> [PROVIDED RECORDS]
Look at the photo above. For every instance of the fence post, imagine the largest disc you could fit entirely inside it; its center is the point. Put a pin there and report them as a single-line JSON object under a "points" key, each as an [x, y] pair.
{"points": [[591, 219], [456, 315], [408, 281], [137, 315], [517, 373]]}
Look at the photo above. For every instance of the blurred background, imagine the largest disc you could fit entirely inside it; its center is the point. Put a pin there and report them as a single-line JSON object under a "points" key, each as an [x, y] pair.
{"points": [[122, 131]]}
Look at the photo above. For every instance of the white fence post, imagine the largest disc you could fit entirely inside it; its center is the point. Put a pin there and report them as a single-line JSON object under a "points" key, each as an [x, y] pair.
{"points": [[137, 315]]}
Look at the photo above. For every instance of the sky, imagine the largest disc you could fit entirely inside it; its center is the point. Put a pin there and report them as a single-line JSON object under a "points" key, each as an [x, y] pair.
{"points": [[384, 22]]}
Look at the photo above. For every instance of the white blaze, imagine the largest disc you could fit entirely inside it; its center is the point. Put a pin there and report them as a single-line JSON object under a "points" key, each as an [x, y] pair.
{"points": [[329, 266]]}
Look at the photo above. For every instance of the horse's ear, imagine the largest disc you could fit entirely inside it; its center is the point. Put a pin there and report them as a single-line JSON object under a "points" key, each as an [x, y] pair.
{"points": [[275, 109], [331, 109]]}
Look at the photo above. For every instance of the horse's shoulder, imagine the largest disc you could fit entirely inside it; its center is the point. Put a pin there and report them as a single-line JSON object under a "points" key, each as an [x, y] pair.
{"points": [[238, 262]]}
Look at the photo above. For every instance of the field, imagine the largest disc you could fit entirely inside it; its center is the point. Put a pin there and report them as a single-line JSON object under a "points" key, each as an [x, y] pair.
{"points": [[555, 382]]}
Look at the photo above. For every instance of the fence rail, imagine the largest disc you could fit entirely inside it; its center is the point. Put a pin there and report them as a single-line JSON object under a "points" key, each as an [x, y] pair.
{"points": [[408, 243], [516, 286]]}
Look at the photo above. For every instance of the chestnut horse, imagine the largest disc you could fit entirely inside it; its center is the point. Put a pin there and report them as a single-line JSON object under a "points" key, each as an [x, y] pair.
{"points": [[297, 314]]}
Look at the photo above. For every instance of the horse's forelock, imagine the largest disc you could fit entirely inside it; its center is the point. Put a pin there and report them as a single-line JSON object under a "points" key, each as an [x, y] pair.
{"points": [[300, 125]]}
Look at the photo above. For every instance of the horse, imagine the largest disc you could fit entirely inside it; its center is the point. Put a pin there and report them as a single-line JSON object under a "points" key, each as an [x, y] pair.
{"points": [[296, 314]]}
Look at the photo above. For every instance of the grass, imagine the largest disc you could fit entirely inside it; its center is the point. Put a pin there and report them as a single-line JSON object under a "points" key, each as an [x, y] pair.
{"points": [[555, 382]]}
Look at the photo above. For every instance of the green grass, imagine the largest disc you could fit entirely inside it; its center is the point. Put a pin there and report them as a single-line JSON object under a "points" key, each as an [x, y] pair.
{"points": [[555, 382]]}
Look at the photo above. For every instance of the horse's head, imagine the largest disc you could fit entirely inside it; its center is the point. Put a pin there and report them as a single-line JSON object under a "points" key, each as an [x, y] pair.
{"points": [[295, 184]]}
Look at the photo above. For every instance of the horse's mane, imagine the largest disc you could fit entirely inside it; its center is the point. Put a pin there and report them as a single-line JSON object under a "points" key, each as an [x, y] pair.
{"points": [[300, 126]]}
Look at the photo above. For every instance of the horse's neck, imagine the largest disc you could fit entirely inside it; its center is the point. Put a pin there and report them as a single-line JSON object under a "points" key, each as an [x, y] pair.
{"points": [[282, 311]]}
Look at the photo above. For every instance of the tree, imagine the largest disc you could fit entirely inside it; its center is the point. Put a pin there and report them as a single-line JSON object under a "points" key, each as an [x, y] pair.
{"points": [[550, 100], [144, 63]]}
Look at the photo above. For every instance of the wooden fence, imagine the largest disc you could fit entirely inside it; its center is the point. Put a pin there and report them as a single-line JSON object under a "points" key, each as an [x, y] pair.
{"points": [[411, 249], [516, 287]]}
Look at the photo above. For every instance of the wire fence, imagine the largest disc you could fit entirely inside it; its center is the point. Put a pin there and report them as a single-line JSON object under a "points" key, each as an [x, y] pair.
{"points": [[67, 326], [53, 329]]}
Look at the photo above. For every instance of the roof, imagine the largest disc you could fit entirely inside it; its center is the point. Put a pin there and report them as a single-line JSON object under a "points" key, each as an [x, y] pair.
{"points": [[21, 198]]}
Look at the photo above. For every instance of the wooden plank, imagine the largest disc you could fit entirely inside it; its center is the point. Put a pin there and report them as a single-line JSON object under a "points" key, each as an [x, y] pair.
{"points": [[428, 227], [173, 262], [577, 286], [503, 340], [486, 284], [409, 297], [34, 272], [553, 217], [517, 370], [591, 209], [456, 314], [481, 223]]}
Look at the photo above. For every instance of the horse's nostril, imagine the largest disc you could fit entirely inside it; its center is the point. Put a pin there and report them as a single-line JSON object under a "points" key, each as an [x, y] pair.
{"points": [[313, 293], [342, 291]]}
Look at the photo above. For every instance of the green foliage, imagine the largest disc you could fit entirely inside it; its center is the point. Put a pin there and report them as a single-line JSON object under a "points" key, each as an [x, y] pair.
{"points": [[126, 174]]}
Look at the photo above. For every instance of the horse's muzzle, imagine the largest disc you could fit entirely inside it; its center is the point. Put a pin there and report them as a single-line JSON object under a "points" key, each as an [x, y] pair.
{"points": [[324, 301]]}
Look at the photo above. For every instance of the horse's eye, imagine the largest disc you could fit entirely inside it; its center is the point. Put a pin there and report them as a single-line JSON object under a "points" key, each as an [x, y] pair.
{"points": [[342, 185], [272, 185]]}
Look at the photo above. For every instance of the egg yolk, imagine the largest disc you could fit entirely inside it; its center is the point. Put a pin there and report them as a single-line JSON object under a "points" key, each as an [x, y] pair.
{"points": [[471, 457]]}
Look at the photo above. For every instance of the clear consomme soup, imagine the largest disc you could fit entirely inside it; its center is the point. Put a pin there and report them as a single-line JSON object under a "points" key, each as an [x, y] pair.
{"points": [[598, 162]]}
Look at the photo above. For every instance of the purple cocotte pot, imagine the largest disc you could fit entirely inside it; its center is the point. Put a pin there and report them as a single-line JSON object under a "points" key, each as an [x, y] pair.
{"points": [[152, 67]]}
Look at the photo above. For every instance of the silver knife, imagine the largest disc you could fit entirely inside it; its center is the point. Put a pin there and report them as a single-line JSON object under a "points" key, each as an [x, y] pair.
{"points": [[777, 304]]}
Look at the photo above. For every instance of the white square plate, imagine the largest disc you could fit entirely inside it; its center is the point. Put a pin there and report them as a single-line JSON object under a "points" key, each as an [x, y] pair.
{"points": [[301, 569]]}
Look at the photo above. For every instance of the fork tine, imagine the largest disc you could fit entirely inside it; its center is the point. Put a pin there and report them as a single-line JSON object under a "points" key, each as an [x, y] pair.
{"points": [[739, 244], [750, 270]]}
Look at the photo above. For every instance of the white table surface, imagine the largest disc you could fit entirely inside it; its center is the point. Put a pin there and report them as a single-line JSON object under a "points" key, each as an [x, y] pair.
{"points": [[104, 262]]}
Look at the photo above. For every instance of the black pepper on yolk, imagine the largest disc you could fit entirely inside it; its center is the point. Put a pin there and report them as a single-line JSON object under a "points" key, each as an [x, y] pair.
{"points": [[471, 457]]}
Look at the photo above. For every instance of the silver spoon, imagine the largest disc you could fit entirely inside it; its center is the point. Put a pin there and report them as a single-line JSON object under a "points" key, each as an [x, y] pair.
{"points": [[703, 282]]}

> [CHALLENGE]
Send back exactly the lines from the line with "Look at the photo above. For every instance of the black" through the end of the records.

> [FULL OUTPUT]
Look at the photo above. For every instance of the black pepper on yolk, imagine the largest disc you could fit entirely inside it; its center is the point. Put a pin there and report them as a single-line JSON object under a "points" key, each as an [x, y] pair.
{"points": [[471, 457]]}
Look at the photo above. For every instance of the silver spoon, imagine the largest disc you could fit entirely inside it; its center is the point. Put a pin there and report them as a single-line JSON object under a "points" key, each as an [x, y] pair.
{"points": [[703, 282]]}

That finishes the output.